Text passage:
-- Opening Marker --

Tribal biologists have confirmed that chinook salmon are spawning in the upper-Columbia River system in Washington state for the first time in 80 years.
The discovery of 36 “redds” (where a female salmon deposits her eggs) along a prime eight-mile spawning stretch of a tributary of the Columbia called the Sanpoil River confirmed the Colville Tribe’s suspicions.
It’s the culmination of decades of dreaming, and years of work, which one can hear in the words of Crystal Conant, a Colville tribal member of the Arrow Lakes and SanPoil bands when she spoke to Eli Francovich at Spokesman.
“I was shocked at first, then I was just overcome with complete joy…I don’t know that I have the right words to even explain the happiness and the healing,” she said.
The Confederated Tribes of the Colville System have been planning and researching how it would be possible to restore salmon populations to the river systems above two dams built in the 1930s and ’50s which prevented the fish from reaching the higher levels of the river system to spawn, as they had done for generations.
A long time coming (home)

-- Closing Marker --

Your task:
List every number that appears in digits in the text on chinook salmon spawning in the upper Columbia River.

Data extract:
-- Opening Marker --

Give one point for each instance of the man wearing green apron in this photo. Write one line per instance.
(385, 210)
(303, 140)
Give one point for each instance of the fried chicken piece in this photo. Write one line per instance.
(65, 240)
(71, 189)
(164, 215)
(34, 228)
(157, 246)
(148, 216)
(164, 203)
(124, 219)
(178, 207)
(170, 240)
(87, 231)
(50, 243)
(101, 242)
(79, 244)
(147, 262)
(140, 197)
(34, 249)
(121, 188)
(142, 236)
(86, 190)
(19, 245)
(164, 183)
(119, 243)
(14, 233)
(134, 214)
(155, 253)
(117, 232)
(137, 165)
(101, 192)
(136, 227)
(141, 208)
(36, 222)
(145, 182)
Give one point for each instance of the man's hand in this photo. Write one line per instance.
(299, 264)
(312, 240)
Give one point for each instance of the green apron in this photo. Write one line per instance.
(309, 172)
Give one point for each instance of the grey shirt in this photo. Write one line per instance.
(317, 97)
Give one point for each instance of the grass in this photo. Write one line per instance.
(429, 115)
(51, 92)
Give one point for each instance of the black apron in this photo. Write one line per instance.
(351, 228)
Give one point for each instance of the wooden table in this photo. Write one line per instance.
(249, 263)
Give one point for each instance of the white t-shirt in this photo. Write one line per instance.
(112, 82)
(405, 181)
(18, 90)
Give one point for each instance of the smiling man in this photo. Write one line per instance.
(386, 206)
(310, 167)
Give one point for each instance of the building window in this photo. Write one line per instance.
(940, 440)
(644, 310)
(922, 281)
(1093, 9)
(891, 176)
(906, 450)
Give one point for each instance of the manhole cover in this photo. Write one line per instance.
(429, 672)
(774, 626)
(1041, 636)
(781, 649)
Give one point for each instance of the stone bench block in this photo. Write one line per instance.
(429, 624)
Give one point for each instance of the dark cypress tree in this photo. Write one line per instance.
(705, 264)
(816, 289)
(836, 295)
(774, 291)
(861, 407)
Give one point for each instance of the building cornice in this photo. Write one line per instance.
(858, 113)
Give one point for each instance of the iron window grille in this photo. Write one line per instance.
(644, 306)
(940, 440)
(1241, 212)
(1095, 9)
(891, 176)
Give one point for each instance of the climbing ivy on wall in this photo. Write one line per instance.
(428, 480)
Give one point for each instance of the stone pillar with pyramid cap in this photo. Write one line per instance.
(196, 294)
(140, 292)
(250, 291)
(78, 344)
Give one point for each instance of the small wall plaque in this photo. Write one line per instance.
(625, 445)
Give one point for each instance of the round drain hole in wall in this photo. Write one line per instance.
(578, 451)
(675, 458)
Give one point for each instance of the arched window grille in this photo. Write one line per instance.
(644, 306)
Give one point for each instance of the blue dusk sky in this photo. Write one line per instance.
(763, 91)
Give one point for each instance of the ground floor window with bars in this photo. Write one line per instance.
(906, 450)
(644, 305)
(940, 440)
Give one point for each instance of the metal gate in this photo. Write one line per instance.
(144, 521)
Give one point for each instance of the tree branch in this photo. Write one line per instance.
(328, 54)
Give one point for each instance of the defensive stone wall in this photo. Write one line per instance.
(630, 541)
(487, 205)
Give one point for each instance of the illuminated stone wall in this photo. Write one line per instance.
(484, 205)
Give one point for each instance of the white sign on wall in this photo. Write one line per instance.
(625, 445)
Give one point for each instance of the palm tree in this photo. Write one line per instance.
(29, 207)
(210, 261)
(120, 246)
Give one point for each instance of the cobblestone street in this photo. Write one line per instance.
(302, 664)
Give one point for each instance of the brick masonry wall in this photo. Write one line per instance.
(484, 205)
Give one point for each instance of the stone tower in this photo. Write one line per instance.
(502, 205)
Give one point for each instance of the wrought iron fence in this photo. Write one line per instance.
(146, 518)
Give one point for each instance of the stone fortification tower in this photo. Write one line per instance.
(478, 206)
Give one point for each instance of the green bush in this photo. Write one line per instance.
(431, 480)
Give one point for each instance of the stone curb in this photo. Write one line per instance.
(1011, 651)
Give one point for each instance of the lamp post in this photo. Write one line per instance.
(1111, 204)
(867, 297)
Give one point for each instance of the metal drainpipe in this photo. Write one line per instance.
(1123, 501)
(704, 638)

-- Closing Marker --

Exercise result:
80, 36, 1930s, ’50s